_ABOUT THIS TASK_. The following data has a line with "Give the outline of every instance of the dog's eye" and a line with "Give the outline of every instance of the dog's mouth". Write out exactly those lines and all the lines between them.

_DATASET_.
^^^^^^^^^^^^^^^^

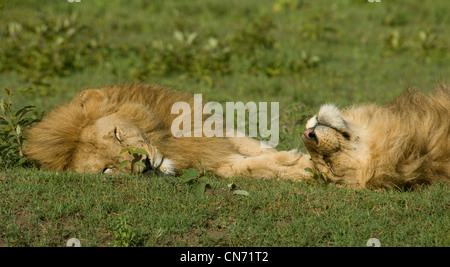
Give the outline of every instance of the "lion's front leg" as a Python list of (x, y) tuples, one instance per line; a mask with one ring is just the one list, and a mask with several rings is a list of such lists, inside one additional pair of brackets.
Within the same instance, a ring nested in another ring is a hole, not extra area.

^^^^^^^^^^^^^^^^

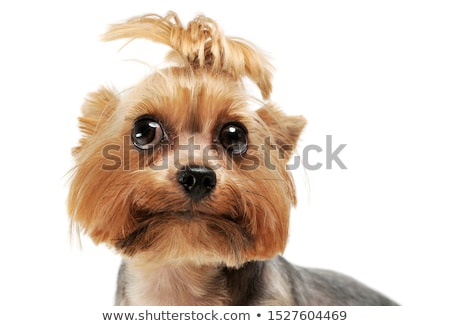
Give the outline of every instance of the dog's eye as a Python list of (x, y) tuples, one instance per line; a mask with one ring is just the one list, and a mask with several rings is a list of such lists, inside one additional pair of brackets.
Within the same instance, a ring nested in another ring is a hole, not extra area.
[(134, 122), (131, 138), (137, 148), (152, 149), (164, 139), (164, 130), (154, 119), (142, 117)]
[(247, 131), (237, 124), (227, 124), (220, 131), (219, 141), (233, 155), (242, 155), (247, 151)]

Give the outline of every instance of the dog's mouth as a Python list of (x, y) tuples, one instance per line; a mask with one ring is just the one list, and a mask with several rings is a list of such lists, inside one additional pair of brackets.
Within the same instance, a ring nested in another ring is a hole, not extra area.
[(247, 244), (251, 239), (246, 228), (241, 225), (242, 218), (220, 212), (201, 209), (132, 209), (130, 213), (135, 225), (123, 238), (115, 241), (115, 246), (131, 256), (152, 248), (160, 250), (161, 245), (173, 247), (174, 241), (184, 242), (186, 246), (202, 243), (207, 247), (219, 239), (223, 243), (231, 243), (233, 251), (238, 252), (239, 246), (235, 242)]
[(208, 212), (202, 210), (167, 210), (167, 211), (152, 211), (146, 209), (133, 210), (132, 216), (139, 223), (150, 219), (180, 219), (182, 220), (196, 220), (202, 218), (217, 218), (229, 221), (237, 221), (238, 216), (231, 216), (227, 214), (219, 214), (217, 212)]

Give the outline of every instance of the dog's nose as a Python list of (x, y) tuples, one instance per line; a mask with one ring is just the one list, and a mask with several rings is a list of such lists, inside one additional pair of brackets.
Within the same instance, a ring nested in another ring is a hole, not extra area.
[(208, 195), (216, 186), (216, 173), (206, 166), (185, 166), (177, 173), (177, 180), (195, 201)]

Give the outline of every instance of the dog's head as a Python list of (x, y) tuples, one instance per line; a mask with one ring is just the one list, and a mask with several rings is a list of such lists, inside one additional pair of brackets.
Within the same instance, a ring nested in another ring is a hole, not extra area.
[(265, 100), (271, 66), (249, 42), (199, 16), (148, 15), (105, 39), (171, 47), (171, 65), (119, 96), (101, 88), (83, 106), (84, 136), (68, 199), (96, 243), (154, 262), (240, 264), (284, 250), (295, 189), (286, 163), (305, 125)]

^^^^^^^^^^^^^^^^

_RESPONSE TO THE TASK_.
Give the outline of every instance of the dog's eye as a Python list of (x, y) tuples, one instance per line; a mask with one ring is just the one list, and a mask with several rings is a list of such lists, inside one additional pair of brackets.
Within the same instance, a ring nested in another ring is a hole, not extra area.
[(134, 122), (131, 138), (137, 148), (152, 149), (164, 139), (164, 130), (154, 119), (142, 117)]
[(247, 131), (237, 124), (227, 124), (220, 131), (219, 141), (233, 155), (242, 155), (247, 151)]

Give the outline of every instance of the dog's mouth as a Python list of (x, y) tuples, one instance per line; a mask with one ring is just the one list, and a mask with several rings is a list of such lists, inside one additional pair of brackets.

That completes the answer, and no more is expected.